Records from a dataset:
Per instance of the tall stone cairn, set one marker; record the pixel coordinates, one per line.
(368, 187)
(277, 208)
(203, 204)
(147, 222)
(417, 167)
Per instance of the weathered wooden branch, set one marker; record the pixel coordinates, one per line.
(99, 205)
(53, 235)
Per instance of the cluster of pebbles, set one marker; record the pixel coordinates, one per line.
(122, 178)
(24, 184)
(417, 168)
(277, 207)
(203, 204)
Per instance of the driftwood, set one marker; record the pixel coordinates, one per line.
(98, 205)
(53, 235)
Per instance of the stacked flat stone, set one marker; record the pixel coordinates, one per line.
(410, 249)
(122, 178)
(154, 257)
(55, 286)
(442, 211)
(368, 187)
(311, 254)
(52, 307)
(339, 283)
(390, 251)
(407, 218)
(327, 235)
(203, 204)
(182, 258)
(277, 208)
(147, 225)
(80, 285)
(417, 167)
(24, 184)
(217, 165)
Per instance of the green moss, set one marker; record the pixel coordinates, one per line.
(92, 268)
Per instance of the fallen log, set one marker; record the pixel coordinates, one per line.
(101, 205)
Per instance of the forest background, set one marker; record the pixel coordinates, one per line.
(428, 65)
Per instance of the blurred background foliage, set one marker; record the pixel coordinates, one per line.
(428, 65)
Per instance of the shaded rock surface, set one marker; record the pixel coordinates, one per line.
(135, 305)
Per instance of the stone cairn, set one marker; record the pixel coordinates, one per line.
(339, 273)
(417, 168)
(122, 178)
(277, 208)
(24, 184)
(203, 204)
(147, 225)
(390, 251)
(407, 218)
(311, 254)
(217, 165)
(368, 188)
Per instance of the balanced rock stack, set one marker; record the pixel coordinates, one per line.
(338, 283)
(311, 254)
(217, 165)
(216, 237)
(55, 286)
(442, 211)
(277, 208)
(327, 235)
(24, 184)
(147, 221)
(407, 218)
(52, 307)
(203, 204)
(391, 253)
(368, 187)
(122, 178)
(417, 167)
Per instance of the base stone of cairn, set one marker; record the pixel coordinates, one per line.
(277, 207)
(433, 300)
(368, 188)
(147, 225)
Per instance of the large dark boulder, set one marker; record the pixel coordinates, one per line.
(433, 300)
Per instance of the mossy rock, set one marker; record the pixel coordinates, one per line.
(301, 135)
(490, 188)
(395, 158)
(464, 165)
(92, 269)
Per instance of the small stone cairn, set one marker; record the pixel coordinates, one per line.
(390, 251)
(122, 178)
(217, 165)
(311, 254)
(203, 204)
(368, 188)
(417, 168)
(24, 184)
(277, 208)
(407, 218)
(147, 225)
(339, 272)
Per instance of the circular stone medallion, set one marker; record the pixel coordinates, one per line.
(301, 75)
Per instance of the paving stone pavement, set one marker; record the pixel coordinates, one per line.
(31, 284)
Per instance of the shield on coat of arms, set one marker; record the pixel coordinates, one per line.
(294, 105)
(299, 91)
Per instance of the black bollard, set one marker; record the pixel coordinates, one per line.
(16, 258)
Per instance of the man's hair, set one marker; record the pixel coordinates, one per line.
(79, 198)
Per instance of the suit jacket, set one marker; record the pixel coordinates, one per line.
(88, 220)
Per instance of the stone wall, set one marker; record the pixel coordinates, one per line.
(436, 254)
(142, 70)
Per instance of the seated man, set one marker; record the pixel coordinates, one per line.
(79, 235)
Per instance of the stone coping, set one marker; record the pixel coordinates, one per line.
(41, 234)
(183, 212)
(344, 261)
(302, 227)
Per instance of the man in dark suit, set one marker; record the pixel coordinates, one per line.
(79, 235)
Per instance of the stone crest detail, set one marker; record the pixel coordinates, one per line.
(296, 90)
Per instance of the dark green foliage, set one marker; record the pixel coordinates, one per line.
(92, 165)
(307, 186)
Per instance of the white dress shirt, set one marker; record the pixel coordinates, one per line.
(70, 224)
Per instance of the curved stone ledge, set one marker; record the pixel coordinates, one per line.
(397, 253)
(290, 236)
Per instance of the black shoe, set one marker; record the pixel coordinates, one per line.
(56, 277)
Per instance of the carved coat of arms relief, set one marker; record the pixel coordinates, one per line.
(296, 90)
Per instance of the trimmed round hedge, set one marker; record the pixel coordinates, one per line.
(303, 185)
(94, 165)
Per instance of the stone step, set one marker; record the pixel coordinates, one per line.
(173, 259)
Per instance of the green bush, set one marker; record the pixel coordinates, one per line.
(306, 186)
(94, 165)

SHORT TASK: Print all of the data exactly as it was given.

EXERCISE SOLUTION:
Per instance of the tall stone cairn, set one marker; record the pixel coordinates, one per line.
(368, 187)
(277, 208)
(203, 204)
(147, 222)
(417, 167)
Per instance of the weathered wooden branch, set one marker; record the pixel coordinates, one per line.
(99, 205)
(53, 235)
Per instance of the cluster of pebbles, set one marker; record the pixel coordinates, one per line.
(122, 178)
(24, 184)
(417, 168)
(277, 207)
(203, 204)
Per instance of the driftwood, set one marker; record the pixel coordinates, one per line.
(98, 205)
(53, 235)
Per instance of the stacked flat stone, set one marker; record the pixel coordinates, one per line.
(410, 249)
(122, 178)
(154, 257)
(55, 286)
(442, 211)
(368, 187)
(311, 254)
(52, 307)
(339, 283)
(390, 251)
(407, 218)
(327, 235)
(203, 204)
(182, 258)
(277, 208)
(147, 225)
(80, 285)
(417, 167)
(24, 184)
(217, 165)
Per instance of the green moss, set one marker; record the pixel coordinates, one per line.
(92, 268)
Per instance of the fallen log, set one marker; record the pixel coordinates, one per line.
(101, 205)
Per instance of the forest background, set one marker; record the pixel coordinates, one per line.
(428, 65)
Per instance of the blurred background foliage, set one marker; record the pixel coordinates, one per line.
(428, 65)
Per instance of the shaded rock surface, set one marker; record the pixel coordinates, one per line.
(135, 305)
Per instance of the stone cairn, set one marker; record the pixel coordinates, one per line.
(339, 273)
(417, 168)
(122, 178)
(277, 208)
(24, 184)
(203, 204)
(147, 225)
(390, 251)
(407, 218)
(311, 254)
(217, 165)
(368, 188)
Per instance of the balanced rock stack, set one marker; record the pixel coordinates, one per line.
(338, 283)
(311, 254)
(217, 165)
(216, 237)
(55, 286)
(442, 211)
(277, 208)
(327, 235)
(24, 184)
(147, 221)
(407, 218)
(52, 307)
(203, 204)
(391, 253)
(368, 187)
(122, 178)
(417, 167)
Per instance of the base stone of cairn, set one marker; record the pixel coordinates, one per line.
(277, 207)
(433, 300)
(368, 188)
(147, 225)
Per instance of the large dark boulder, set one marker; record the pixel coordinates, one per line.
(433, 300)
Per instance of the mossy rock, set one marker; record the pixel coordinates, one per line.
(301, 135)
(490, 188)
(395, 158)
(464, 165)
(92, 269)
Per instance of the small stone cairn, set one marker; record the pixel coordinates, one per line.
(390, 251)
(122, 178)
(217, 165)
(311, 254)
(203, 204)
(368, 188)
(417, 168)
(24, 184)
(277, 208)
(407, 218)
(147, 225)
(339, 272)
Per instance of the circular stone medallion, set one marker; record the pixel coordinates, one per line.
(301, 75)
Per instance of the paving stone pavement, set one marker; record the pixel coordinates, one per line.
(31, 284)
Per instance of the shield on coat of arms, set one marker; record the pixel coordinates, one per line.
(294, 105)
(299, 91)
Per instance of the black bollard, set one marker; record the pixel coordinates, one per line.
(16, 258)
Per instance of the man's hair, set one marker; record the pixel coordinates, one per line.
(79, 198)
Per instance of the suit jacket, set one marker; record the pixel coordinates, one per line.
(88, 220)
Per instance of the stone wall, set one marker; record the pixel coordinates, one per line.
(436, 254)
(142, 70)
Per instance of the seated man, set one marker; record the pixel coordinates, one per line.
(79, 235)
Per instance of the stone coping, set one marker; record the pixel coordinates, one per line.
(41, 234)
(183, 212)
(344, 261)
(302, 227)
Per instance of the man in dark suit, set one marker; record the pixel coordinates, one per line.
(79, 235)
Per instance of the stone crest detail, set one marker; record the pixel coordinates, one per line.
(296, 90)
Per instance of the dark green foliage, set one marker; record the pixel coordinates, one per line.
(92, 165)
(307, 186)
Per instance of the white dress shirt, set one marker; record the pixel coordinates, one per line.
(70, 224)
Per instance of the curved stone ledge, set one marker; record the pixel coordinates, one per line.
(397, 253)
(290, 236)
Per instance of the black shoe, set one marker; record the pixel coordinates, one per line.
(56, 277)
Per instance of the carved coat of arms relief, set one marker; record the pixel coordinates, one per line.
(296, 90)
Per instance of the trimmed round hedge, set one marker; record the pixel coordinates, one per line.
(303, 185)
(94, 165)
Per instance of the stone step, set one marker; record the pixel coordinates, one per line.
(173, 259)
Per instance of the green bush, set one marker; record the pixel coordinates, one per line.
(306, 186)
(94, 165)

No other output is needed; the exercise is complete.